■ **GIVEN TEXT**
'''

You've built a great API, deployed it to production, and users are starting to rely on it. Now comes the hard part: keeping it running smoothly. Without proper monitoring and alerting, you're flying blind—you won't know when things break until users start complaining.
Let's fix that.
Why API Monitoring Matters
APIs are the backbone of modern applications. When your API goes down or slows down, everything that depends on it suffers. Monitoring helps you:
- Catch problems before users notice them
- Understand how your API performs under load
- Make data-driven decisions about scaling and optimization
- Meet your SLAs and keep customers happy
- Debug issues faster with historical data
Key Metrics to Track
1. Latency
Latency measures how long it takes your API to respond to requests. It's usually measured in milliseconds and is one of the most important metrics for user experience.
Here's how to track latency in your API:
// Express.js middleware to track latency
const prometheus = require('prom-client');
const httpRequestDuration = new prometheus.Histogram({
name: 'http_request_duration_ms',
help: 'Duration of HTTP requests in milliseconds',
labelNames: ['method', 'route', 'status_code'],
buckets: [10, 50, 100, 200, 500, 1000, 2000, 5000]
});
app.use((req, res, next) => {
const start = Date.now();
res.on('finish', () => {
const duration = Date.now() - start;
httpRequestDuration
.labels(req.method, req.route?.path || req.path, res.statusCode)

'''

■ **PROVIDED DATA**

'''

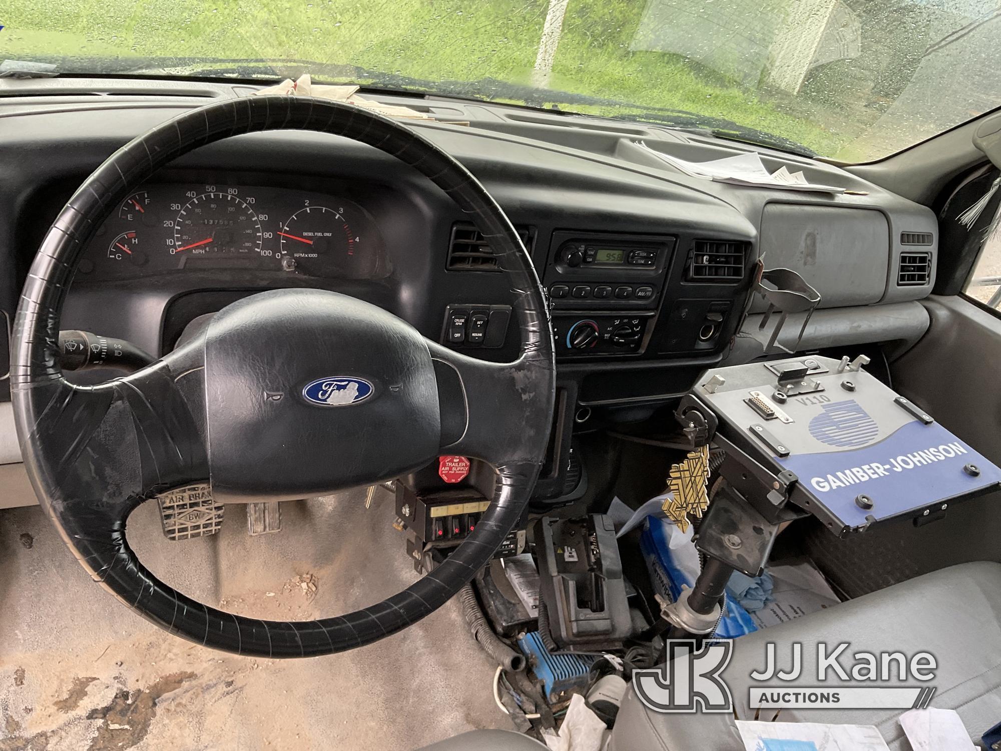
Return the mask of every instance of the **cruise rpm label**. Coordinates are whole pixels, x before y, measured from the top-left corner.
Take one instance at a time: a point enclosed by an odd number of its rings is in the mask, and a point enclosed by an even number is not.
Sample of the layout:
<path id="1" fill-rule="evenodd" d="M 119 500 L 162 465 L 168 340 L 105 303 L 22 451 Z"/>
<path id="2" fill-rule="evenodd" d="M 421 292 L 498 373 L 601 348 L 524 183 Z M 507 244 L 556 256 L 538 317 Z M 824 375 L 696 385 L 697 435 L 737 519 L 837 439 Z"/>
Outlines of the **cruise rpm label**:
<path id="1" fill-rule="evenodd" d="M 446 483 L 460 483 L 469 474 L 465 457 L 438 457 L 438 476 Z"/>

'''

■ **TASKS TO CARRY OUT**
1 – Reproduce the API monitoring article verbatim from "You've built a" to "Let's fix that.".
2 – Arrange the listing below the API monitoring article as a numbered list, from the start of the listing through the line containing "Sample of the", skipping blank lines. Leave the pictures out.

■ **THE RESULTS**
1 –
You've built a great API, deployed it to production, and users are starting to rely on it. Now comes the hard part: keeping it running smoothly. Without proper monitoring and alerting, you're flying blind—you won't know when things break until users start complaining.
Let's fix that.

2 –
1. Return the mask of every instance of the **cruise rpm label**. Coordinates are whole pixels, x before y, measured from the top-left corner.
2. Take one instance at a time: a point enclosed by an odd number of its rings is in the mask, and a point enclosed by an even number is not.
3. Sample of the layout:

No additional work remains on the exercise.